Start of Excerpt provided
# What do you like best from your job?



## CherryBlosson (Mar 27, 2009)

What is the most satisfying element of your work and what gives you the most satisfaction. I am all ears.







I like to read your comments.


----------



## wildseed (Mar 27, 2009)

I hate my current job accounting and that is why I want to set up an Eco farm but not yet decided where I want to go. Funding is also an integral part of what I want to do but I am waiting for some green lights. This will take several months but I will keep you updated on how things go.


----------



## BCFENCE (Jul 26, 2008)

I own and operate a fence contracting company that pays the bills. Farming is what i like to do and yes i make money at it to but would have never got as far as i am without a second income. I really do enjoy it ,some people go to the lake in a exspensive camper and go to the field on my tractor, guess what ever floats your boat. THOMAS


----------



## CantonHayGuy (Sep 25, 2008)

I'm a helicopter mechanic by trade; was a helicopter mechanic in the Marine Corps. They facinate me and I love working on 'em.

BUT, what I like the most from my job is the interaction I have with the other mechanic and our four pilots. We're all prior military and all, but one of us, retired from the military. We're like-minded and we know what has to be done so no one has to babysit anyone and no one has to pick up slack for someone that's not doing their job. Life is good!


----------



## PaCustomBaling (Jun 6, 2009)
End of Excerpt provided
Start of Extracted material
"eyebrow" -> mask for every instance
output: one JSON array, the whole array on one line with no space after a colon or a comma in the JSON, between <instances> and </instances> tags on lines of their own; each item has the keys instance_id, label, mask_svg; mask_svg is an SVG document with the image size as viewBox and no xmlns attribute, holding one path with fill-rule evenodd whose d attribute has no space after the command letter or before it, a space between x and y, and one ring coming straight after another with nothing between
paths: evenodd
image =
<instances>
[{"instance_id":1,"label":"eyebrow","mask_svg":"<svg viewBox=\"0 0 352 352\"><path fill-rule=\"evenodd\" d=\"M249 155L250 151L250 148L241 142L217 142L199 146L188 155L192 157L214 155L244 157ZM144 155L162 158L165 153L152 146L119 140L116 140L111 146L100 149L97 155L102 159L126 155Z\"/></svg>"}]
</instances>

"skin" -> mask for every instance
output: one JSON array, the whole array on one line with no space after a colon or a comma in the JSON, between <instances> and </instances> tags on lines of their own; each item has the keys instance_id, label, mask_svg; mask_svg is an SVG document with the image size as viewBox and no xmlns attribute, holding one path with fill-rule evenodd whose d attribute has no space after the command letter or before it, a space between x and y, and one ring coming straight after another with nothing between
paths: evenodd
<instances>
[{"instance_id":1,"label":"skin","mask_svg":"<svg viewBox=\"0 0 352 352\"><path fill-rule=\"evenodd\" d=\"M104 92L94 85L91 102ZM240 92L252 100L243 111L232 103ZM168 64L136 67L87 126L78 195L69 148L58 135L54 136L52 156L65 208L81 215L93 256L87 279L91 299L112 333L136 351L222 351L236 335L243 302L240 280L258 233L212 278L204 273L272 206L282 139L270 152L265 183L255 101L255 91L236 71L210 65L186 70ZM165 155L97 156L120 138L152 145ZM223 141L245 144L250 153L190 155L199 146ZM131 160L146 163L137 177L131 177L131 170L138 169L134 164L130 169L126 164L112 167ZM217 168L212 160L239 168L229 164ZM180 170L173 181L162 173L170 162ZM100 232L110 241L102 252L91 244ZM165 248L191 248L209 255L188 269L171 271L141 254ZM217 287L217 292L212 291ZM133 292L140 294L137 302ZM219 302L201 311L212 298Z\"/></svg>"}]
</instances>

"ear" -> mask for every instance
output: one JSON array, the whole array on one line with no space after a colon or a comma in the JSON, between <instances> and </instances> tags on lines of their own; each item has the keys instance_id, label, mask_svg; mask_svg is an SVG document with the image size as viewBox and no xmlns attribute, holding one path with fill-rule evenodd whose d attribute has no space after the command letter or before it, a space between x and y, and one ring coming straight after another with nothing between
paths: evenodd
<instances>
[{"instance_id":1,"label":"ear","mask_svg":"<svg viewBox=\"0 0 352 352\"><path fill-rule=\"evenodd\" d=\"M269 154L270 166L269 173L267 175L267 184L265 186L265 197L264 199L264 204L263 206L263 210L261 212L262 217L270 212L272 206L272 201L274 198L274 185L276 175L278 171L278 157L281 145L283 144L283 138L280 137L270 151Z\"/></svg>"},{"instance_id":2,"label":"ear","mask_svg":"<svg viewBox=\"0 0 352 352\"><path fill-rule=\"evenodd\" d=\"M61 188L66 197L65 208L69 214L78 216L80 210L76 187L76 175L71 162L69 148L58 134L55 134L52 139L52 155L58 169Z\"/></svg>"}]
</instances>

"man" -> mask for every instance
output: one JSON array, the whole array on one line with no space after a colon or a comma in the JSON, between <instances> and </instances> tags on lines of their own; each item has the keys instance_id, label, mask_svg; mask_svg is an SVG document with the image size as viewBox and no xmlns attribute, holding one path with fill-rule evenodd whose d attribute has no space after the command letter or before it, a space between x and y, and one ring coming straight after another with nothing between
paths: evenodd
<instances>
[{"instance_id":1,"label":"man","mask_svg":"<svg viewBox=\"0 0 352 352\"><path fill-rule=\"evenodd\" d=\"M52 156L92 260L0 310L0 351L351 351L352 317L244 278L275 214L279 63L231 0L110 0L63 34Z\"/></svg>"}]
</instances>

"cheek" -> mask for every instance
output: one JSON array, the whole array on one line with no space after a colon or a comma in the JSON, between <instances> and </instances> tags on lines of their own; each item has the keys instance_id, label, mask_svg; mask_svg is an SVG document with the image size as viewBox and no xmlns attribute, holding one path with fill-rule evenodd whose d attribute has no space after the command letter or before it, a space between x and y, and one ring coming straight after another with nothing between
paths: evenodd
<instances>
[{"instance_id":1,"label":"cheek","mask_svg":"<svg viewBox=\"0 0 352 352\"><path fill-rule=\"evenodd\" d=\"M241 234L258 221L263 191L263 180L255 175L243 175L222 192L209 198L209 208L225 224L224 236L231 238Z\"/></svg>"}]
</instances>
End of Extracted material
**Exercise task:**
Can you return the part of the job-satisfaction thread that runs from "I'm a helicopter" up to and including "(Jun 6, 2009)", copied word for word?

**Result of the task:**
I'm a helicopter mechanic by trade; was a helicopter mechanic in the Marine Corps. They facinate me and I love working on 'em.

BUT, what I like the most from my job is the interaction I have with the other mechanic and our four pilots. We're all prior military and all, but one of us, retired from the military. We're like-minded and we know what has to be done so no one has to babysit anyone and no one has to pick up slack for someone that's not doing their job. Life is good!


----------



## PaCustomBaling (Jun 6, 2009)